◆ What to produce
Rewrite the data below with every "localization model" changed to "detection model" and all else unchanged. Leave out the pictures.

◆ Records for this task

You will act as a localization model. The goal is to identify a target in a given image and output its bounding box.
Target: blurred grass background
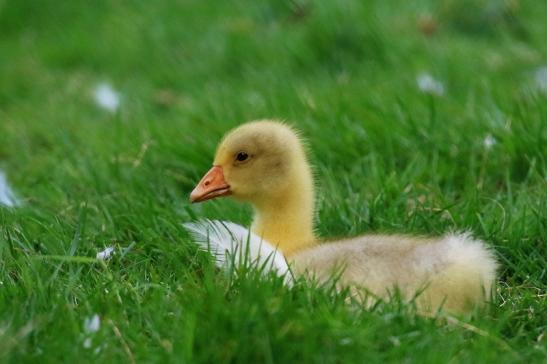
[0,0,547,363]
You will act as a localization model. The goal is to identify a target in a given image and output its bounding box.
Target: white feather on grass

◆ Finished task
You will act as a detection model. The goal is to identify a target in a given image and output its bounding box.
Target: blurred grass background
[0,0,547,363]
You will act as a detection model. The goal is to identify a target in a given image and output its bounding box.
Target: white feather on grass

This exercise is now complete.